◆ Dataset rows
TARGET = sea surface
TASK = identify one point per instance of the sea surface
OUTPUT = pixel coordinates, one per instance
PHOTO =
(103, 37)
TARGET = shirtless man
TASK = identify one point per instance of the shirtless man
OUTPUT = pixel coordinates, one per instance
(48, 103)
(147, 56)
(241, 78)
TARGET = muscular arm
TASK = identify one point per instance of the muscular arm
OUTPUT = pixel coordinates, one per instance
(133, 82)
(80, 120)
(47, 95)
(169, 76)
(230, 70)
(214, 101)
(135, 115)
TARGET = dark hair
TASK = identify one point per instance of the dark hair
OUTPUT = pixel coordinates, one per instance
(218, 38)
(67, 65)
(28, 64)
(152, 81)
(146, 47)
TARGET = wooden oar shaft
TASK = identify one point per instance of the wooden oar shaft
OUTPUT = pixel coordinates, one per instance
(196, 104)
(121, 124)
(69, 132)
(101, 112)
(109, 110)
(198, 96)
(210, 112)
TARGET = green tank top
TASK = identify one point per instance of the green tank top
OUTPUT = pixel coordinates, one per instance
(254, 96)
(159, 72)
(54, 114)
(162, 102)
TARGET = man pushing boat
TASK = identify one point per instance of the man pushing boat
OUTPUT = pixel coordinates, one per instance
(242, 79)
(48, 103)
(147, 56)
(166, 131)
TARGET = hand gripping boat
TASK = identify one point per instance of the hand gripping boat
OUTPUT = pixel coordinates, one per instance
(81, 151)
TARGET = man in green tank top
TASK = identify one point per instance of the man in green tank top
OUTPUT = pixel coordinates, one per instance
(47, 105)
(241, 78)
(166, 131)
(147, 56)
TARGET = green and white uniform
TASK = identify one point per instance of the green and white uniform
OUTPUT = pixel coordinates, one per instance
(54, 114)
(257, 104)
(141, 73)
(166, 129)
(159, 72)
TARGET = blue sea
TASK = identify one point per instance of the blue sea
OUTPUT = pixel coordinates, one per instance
---
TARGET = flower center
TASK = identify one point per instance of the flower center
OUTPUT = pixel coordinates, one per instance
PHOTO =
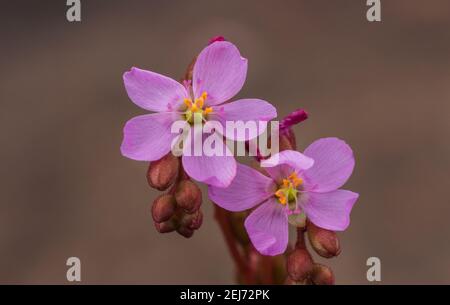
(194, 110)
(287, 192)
---
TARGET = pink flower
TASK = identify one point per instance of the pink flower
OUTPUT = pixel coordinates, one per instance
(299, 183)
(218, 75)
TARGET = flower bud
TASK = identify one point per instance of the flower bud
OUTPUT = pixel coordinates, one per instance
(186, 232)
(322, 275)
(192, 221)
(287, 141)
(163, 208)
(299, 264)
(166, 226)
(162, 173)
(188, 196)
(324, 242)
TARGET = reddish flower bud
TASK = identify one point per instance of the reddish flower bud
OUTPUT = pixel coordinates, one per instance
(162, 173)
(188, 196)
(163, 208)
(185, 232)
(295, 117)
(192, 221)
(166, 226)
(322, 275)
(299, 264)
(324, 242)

◆ What needs to be done
Count the lines in the records that contain the word "blue", with case counting, and give only the number.

◆ Exercise solution
2